● SOURCE PASSAGE:
_ _ _ _

Improvisation's always got to be given the structure to have an
event on, and my advice is always to go for something at the front
more than anywhere else because it's starting on a good footing,
and that doesn't mean to say starting at 100%, it might be good
always to start a solo from a perspective of being improvisation,
from not having to capture the ear but sort of find the place
to be heard in the music and that's a great way to start a solo."
Another highly melodious guitarist
that I respect is Mike Keneally who played on the Yes tribute CD
and has a few solo CDs in his own right. Have you listened to anything
from him, if so what is your opinion? Thanks for the music!
"Part of tribute CD myself I did
listen to all of it and I heard some good and some scary things
[laughs] on there, but of course I heard Steve Morse and also
what Patrick [Moraz] did with 'Soon'. But I don't remember that
particular player, he wasn't singled out to me."
From: maestro@softcom.net
In your 'educated' eyes, in this
world today, if you were just starting out as a guitarist, and if
you felt that you had a 'special gift' to share, knowing what you
know about the 'real music biz', what and how would you go about
constructing a plan of success?
"I try to give myself five headings.

_ _ _ _

● COLLECTED DATA:
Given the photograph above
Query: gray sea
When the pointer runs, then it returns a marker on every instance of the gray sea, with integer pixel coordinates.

_ _ _ _

● TASKS AND EXERCISES:
a: From the guitar interview, reproduce word for word the passage starting at "Improvisation's always got" and ending at "for the music!".
b: Answer these questions from the guitar interview:
(i) Which guitarist does the fan say played on the Yes tribute CD?
(ii) Which song is mentioned with Patrick Moraz?
(iii) How many headings does the guitarist try to give himself?
The data was taken from a separate source.

● COMPLETE ANSWERS:
a:
Improvisation's always got to be given the structure to have an
event on, and my advice is always to go for something at the front
more than anywhere else because it's starting on a good footing,
and that doesn't mean to say starting at 100%, it might be good
always to start a solo from a perspective of being improvisation,
from not having to capture the ear but sort of find the place
to be heard in the music and that's a great way to start a solo."
Another highly melodious guitarist
that I respect is Mike Keneally who played on the Yes tribute CD
and has a few solo CDs in his own right. Have you listened to anything
from him, if so what is your opinion? Thanks for the music!

b:
(i) Mike Keneally
(ii) 'Soon'
(iii) Five